▶ Goal of the exercise:
Replace every occurrence of "target phrase" with "named feature" in the lines below, and leave everything else as it is. Omit the pictures from your copy.

▶ Provided entries:
=====

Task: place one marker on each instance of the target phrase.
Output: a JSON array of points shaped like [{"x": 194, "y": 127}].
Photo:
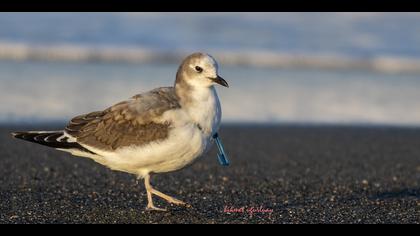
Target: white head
[{"x": 199, "y": 70}]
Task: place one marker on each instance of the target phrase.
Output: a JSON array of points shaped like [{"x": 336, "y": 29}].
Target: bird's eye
[{"x": 199, "y": 69}]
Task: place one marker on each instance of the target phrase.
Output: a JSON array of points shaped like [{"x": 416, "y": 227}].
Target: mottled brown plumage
[{"x": 132, "y": 122}]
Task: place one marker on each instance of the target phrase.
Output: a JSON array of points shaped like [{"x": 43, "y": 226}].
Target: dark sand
[{"x": 303, "y": 174}]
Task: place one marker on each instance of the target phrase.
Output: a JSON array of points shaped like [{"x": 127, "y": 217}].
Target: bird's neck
[{"x": 202, "y": 105}]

=====

▶ Completed task:
Task: place one marker on each instance of the named feature.
Output: a JSON array of points shaped like [{"x": 194, "y": 127}].
Photo:
Target: white head
[{"x": 199, "y": 70}]
Task: place one marker on each instance of the named feature.
Output: a JSON array of points shaped like [{"x": 336, "y": 29}].
Target: bird's eye
[{"x": 199, "y": 69}]
Task: place one marker on each instance of the named feature.
Output: a JSON array of points shaped like [{"x": 416, "y": 227}].
Target: mottled brown plumage
[{"x": 132, "y": 122}]
Task: place one marker on each instance of the named feature.
Output: a JSON array of points shaped like [{"x": 43, "y": 226}].
Target: dark sand
[{"x": 303, "y": 174}]
Task: place one marker on each instance of the named feature.
Output: a JSON array of points shaped like [{"x": 127, "y": 217}].
Target: bird's neck
[{"x": 202, "y": 105}]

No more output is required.